▶ _Tasks_
1) Rewrite the passage on women in the Church from "If Mary’s role" to "for their accomplishments.", replacing "homemaker" with "housekeeper".
2) Can you answer these questions from the passage on women in the Church?
(a) Which cardinal headed the Congregation for the Doctrine of the Faith when it issued the letter to the bishops?
(b) To whom did Jesus leave the preparation of the Passover meal?
(c) On what site was the article on gender confusion posted?

▶ _Extract_
Toward the end of John Paul’s life, the Congregation for the Doctrine of the Faith, under Cardinal Joseph Ratzinger, issued a letter to the bishops, The Collaboration of Men and Women in the Church and in the World, which emphasized that women “have a role in every aspect of society.”

If we follow the example of Mary, that means working from within, wherever we happen to be, whether as chancellor of a major archdiocese, a mother home with small children, in business, politics or countless other places. It means recognizing that women bring something to the table by virtue of who they are rather than simply by what they do.

If Mary’s role as homemaker had been so vital, Jesus would have left the preparation of the Passover meal to her and not to the apostles. (I’m willing to bet she would’ve put on a better spread.) She was defined by who she was, by her relationship with Jesus, not by what she did. Similarly, we know that the apostles weren’t the smartest or the holiest bunch of men. But Jesus didn’t pick them for their accomplishments.

Twenty-five years after Mulieris Dignitatem, women have more positions in Church offices, and certainly women could have more leadership, but the vocation of women can’t be limited to a clericalist framework. Women, like men, exist in every sector of society, and both have critical contributions to make, regardless of what they do, because being a woman or a man should constructively influence the outcome. Within the Church, women need to be able to have a unique voice, not one that mimics that of men.

Pope Francis’ comments indicate that this work has only just begun.

Much, much more will be required to get us to the point where we understand both women and men for who they are.

On the more explicit gender confusion issue which she spoke about last night this article which she posted on Crux last year covers many of the points she made to us. Again, they give us something to chew on and think through about what might be the best way to rescue ourselves from the quagmire into which we find ourselves sinking fast.

▶ _Provided data_
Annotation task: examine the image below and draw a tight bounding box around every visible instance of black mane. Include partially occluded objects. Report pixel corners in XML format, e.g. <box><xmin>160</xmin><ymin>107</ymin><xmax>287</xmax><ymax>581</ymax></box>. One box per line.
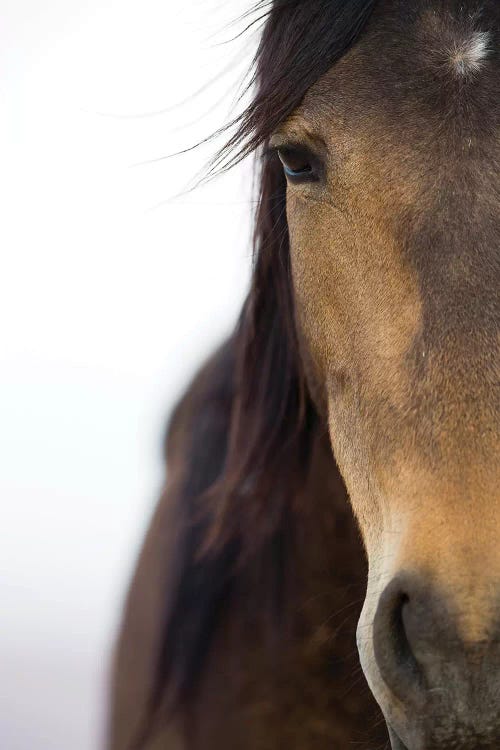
<box><xmin>131</xmin><ymin>0</ymin><xmax>377</xmax><ymax>747</ymax></box>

▶ _Responses to the exercise_
1)
If Mary’s role as housekeeper had been so vital, Jesus would have left the preparation of the Passover meal to her and not to the apostles. (I’m willing to bet she would’ve put on a better spread.) She was defined by who she was, by her relationship with Jesus, not by what she did. Similarly, we know that the apostles weren’t the smartest or the holiest bunch of men. But Jesus didn’t pick them for their accomplishments.

2)
(a) Cardinal Joseph Ratzinger
(b) The apostles
(c) Crux